According to the text below on Hofstede's cultural dimensions, in which cultures is the power distance index lowest?

§ **EXCERPT**
....................
Hofstede’s cultural dimensions

Friendship-culturesDear All,
Culture can be defined in many different ways. On their official website, Hofstede and Hofstede (2013) define culture as “the collective programming of the mind distinguishing the members of one group or category of people from another”. In order to explore cultures better, they have come up with six “dimensions” of culture (Hofstede & Hofstede, 2013; Hofstede, Hofstede & Minkov, 2010) which are explained below.

1) Power distance index (PDI) – modern cultures appear unequal in terms of power since there are those members who have more and those who have less power. The PDI is based on how less powerful members of a culture accept or are expected to accept inequalities of power in organizations functioning in these cultures. For example, the PDI seems highest in such cultures as Malaysian, Slovak, Guatemalan, and Panamanian; it is lowest in such cultures as Austrian, Israeli, and Danish (Hofstede & Hofstede, 2013)*.
....................
§ **PROVIDED DATA**
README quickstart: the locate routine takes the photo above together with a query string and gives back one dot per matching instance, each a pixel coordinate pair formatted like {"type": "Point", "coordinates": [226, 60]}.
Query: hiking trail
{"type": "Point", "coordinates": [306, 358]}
....................
§ **TASK SOLUTION**
Austrian, Israeli, and Danish cultures.